| CONSIGNES À TRAITER |
(A) Répondez à ces questions sur le récit de voyage en Norvège :
(i) Que font les gardes devant le royal escalier ?
(ii) Comment les sanitaires des aires de pique-nique sont-ils décrits ?
(iii) Dans quelle langue faut-il se débrouiller pour communiquer ?
(B) Modifiez le passage du récit de voyage en Norvège qui commence aux mots « Nous rencontrons beaucoup » et s'arrête après « on était transparent. », en mettant « chemins » à la place de « sentiers ».
(C) Traduisez en anglais cette phrase du récit de voyage en Norvège : « Ce sont donc des personnes fort courtoises mais leurs règles de civilité diffèrent vraiment des nôtres. »

| TEXTE FOURNI |
Quand à la demeure royale c'est surtout un parc sympathique et des gardes qui jouent leur parade devant le royal escalier entre deux averses.
Ce que je voudrais dire de ces premiers jours en Norvège c'est que nous apprécions énormément, la gratuité des autoroutes et la qualité générale des routes. Nous avons aimé ne pas rencontrer de bouchons, de déambuler dans des villes où peu de voitures circulent. Nous trouvons partout des aires de pique-nique sympathiques proches des villes ou en rase campagne avec souvent des sanitaires irréprochables (tout inox) et toujours chauffés.
Nous rencontrons beaucoup de véhicules allemands, de rares hollandais, pas l'ombre d'un français à part nous et aucun véhicule du sud de l'Europe. Les norvégiens sont déconcertants. Ils vaquent, préoccupés uniquement d'eux mêmes. Je me suis étonnée que personne ne réponde jamais à nos saluts. Vous savez sur les sentiers, dans les lieux de relative intimité, on dit bonjour nous... Eux ils entendent même pas. C'est comme si on était transparent.
AÎe aîe... Non plutôt, Haye-Haye, c'est le bonjour traditionnel, mais ça ne parche pas plus que HI, ou Hello...
Par contre si on les interpelle, (au moins deux fois pour qu'ils réagissent), alors là, ils font de réels efforts pour nous comprendre et répondre à nos interrogations. Ce sont donc des personnes fort courtoises mais leurs règles de civilité diffèrent vraiment des nôtres. Et partout nous sommes accueillis avec de grands sourires. Mais faut se dépatouiller avec l'anglais, que tous pratiquent avec plus ou moins de bonheur... Avec leur accent local, on n'est pas toujours certains de ce que nous comprenons. C'est une rigolote gymnastique intellectuelle. Laurent sympathise avec les allemands que nous croisons. La question incontournable des allemands, c'est :
- vous êtes mariés à une francaise ? (comme si c'était incongru, et même pas il dément, le bougre)

| LIGNES FOURNIES |
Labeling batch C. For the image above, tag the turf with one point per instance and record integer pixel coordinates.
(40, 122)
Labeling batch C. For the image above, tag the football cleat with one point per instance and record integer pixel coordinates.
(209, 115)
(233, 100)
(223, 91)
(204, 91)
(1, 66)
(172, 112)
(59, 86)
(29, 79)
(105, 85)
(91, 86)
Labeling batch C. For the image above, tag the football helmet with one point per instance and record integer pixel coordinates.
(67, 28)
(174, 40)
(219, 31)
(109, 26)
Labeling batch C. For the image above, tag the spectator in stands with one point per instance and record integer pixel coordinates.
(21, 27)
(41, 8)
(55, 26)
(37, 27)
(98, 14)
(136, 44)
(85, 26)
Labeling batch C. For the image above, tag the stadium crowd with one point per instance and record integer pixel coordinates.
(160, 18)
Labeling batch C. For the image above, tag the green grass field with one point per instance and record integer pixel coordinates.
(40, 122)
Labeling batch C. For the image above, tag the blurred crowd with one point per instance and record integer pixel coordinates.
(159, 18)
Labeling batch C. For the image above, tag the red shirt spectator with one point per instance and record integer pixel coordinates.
--
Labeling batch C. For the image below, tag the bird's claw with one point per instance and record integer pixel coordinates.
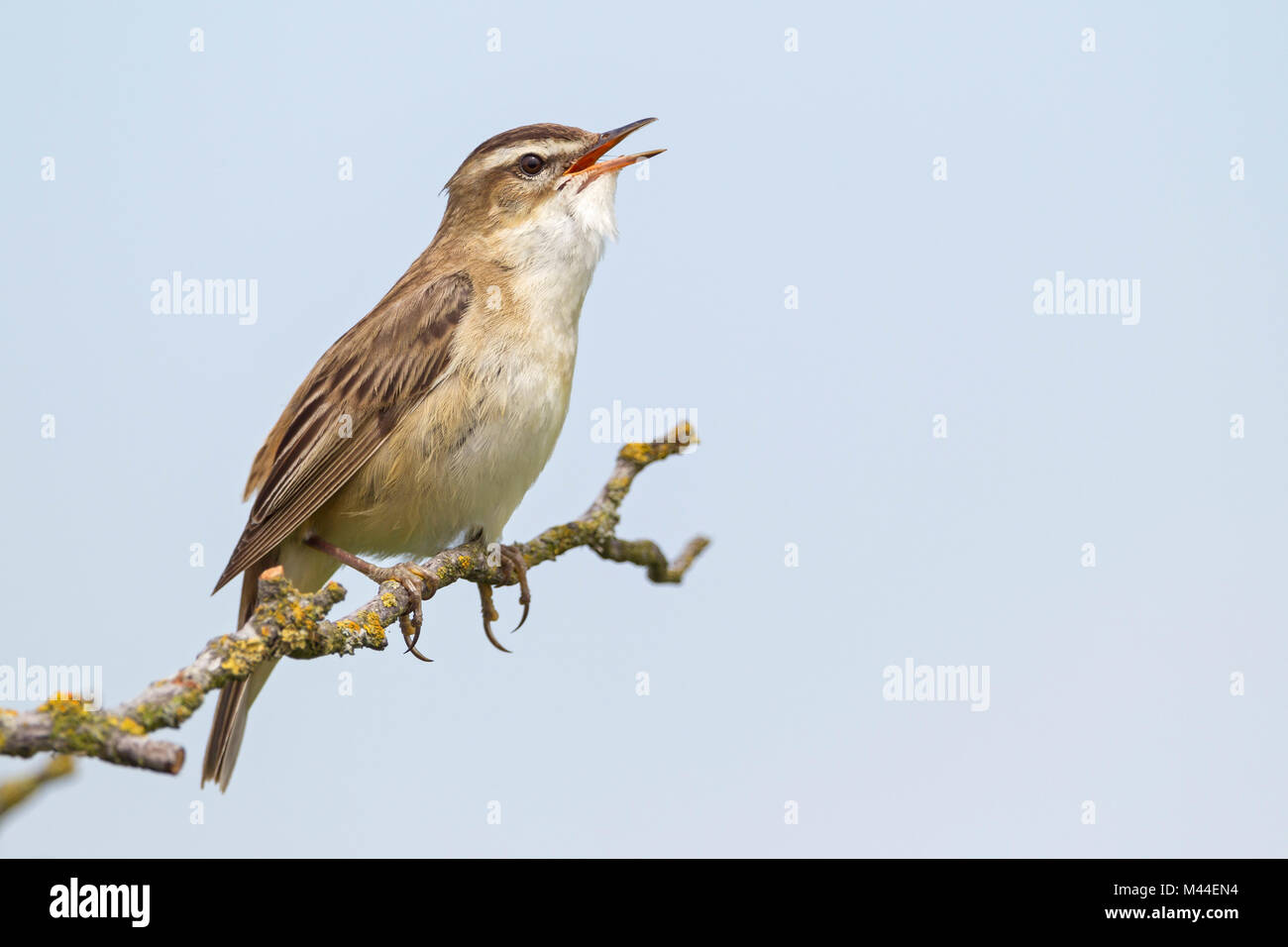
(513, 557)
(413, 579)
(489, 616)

| RÉPONSES AUX CONSIGNES |
(A)
(i) Ils jouent leur parade entre deux averses.
(ii) Ils sont irréprochables (tout inox) et toujours chauffés.
(iii) En anglais.

(B)
Nous rencontrons beaucoup de véhicules allemands, de rares hollandais, pas l'ombre d'un français à part nous et aucun véhicule du sud de l'Europe. Les norvégiens sont déconcertants. Ils vaquent, préoccupés uniquement d'eux mêmes. Je me suis étonnée que personne ne réponde jamais à nos saluts. Vous savez sur les chemins, dans les lieux de relative intimité, on dit bonjour nous... Eux ils entendent même pas. C'est comme si on était transparent.

(C) So they are very courteous people, but their rules of civility really differ from ours.